PAGE TEXT:
========================

The stuff still fires like new.


----------



## ozo (Dec 21, 2012)

"Most people have heard of the reasons why 9mm is the best round for SHTF situations"---anthony

I haven't heard that.


----------



## rice paddy daddy (Jul 17, 2012)

Denton said:


> I figure I'll STOCK up on the ammo that corresponds with my weapons, none of which are in the 9mm caliber. Never wanted the 9mm after I bought the 92SB before the army went to it. Despised it.
> 
> If I have to worry about using NATO 9mm, I'll use one of their weapons. No need in stocking up on their ammo just because they use it.
> 
> ...


Quite a few years ago I started to buy small quantities of ammo each and every payday on the theory that once i retire (now less than 2 years away) and have to live on a fixed income I would no longer be able to afford it.
Two boxes here, one box there, and now I have enough on hand to last quite a looooong time. And since I'm also a gun nut that has been colecting firearms for fourty years, i have ammo in 20 different calibers and guages.


----------



## Denton (Sep 18, 2012)

I hear ya, RP Daddy! 
I didn't realize how bad an ammo packrat I am until I went to put the last couple of month's worth of loose boxes away. I had to use my last five ammo cans. Gotta get more, now.


----------



## AquaHull (Jun 10, 2012)

I'm still "finding" ammo I bought my Dad years ago that he had hidden. Depression Baby habits are hard to break.


----------



## Seneca (Nov 16, 2012)

rice paddy daddy said:


> Quite a few years ago I started to buy small quantities of ammo each and every payday on the theory that once i retire (now less than 2 years away) and have to live on a fixed income I would no longer be able to afford it.

========================

CHALLENGE:
Continue the forum thread above about stocking up on ammunition, starting right after its last line.

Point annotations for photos
========================

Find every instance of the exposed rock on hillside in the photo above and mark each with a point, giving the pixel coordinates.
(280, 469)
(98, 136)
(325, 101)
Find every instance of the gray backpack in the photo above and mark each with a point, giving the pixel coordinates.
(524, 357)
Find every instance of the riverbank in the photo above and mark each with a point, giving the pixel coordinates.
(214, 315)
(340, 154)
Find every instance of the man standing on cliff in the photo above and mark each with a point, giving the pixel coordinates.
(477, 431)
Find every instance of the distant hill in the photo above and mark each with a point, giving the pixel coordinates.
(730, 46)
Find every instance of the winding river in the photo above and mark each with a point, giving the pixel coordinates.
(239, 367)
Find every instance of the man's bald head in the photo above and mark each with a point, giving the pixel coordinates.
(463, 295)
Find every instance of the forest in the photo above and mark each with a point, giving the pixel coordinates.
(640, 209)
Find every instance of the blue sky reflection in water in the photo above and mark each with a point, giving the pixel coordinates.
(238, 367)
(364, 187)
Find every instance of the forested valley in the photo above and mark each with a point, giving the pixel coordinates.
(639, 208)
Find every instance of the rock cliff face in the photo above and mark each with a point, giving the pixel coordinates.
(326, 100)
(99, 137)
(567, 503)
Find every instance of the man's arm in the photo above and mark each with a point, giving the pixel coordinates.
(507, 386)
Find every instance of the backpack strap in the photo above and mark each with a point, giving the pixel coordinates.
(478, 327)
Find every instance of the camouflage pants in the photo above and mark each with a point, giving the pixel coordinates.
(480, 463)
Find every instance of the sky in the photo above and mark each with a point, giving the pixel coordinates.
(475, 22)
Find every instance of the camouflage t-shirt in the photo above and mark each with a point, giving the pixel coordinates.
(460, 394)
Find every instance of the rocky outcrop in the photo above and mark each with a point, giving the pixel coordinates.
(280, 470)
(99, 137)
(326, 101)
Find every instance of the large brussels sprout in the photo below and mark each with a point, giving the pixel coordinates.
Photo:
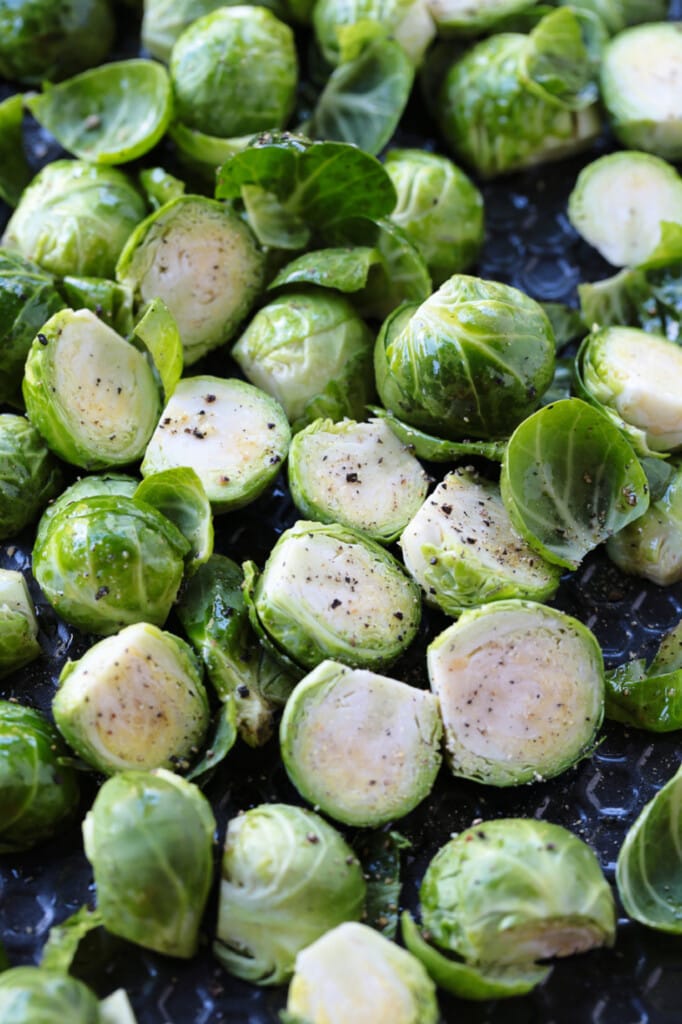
(148, 838)
(472, 360)
(364, 748)
(312, 352)
(287, 878)
(30, 475)
(352, 973)
(521, 691)
(439, 208)
(203, 261)
(44, 39)
(104, 562)
(235, 72)
(75, 218)
(38, 793)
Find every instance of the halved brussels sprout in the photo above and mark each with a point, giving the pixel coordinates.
(92, 394)
(394, 986)
(364, 748)
(203, 261)
(38, 792)
(287, 878)
(470, 361)
(133, 700)
(148, 838)
(439, 208)
(232, 434)
(235, 72)
(640, 88)
(312, 352)
(358, 474)
(30, 475)
(521, 691)
(462, 548)
(75, 218)
(637, 195)
(328, 591)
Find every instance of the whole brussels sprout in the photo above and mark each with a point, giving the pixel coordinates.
(235, 72)
(37, 793)
(75, 217)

========================

REPLY:
> Two boxes here, one box there, and now I have enough on hand to last quite a looooong time. And since I'm also a gun nut that has been colecting firearms for fourty years, i have ammo in 20 different calibers and guages.


I've basically done the same thing. A little here a little there and before you know it you have what you need and then some...same with collecting firearms. I stock what I shoot, and some are nato calibers and some are not...either way I can sit out the current buying binge and avoid the higher prices that come with it.


----------



## ozo (Dec 21, 2012)

rice paddy daddy said:


> Quite a few years ago I started to buy small quantities of ammo each and every payday on the theory that once i retire (now less than 2 years away) and have to live on a fixed income I would no longer be able to afford it.
> Two boxes here, one box there, and now I have enough on hand to last quite a looooong time. And since I'm also a gun nut that has been colecting firearms for fourty years, i have ammo in 20 different calibers and guages.


Sounds familiar....


----------



## ozo (Dec 21, 2012)

Speaking of ammo.....
Yesterday....gun show in Lebanon TN....
There was lots and lots of ammo....
.223, .22lr, 9mm and everything else.....
yet the stores here [Academy, LGS, wal-mart, etc]
are almost out.[of everything]
It was pricey though.
I didn't buy any...I don't need any.
I was in wal-mart Friday and saw a 'lone' box of
PDX1 Defender .410 sitting and looking lonely,
so I bought it because it was $11.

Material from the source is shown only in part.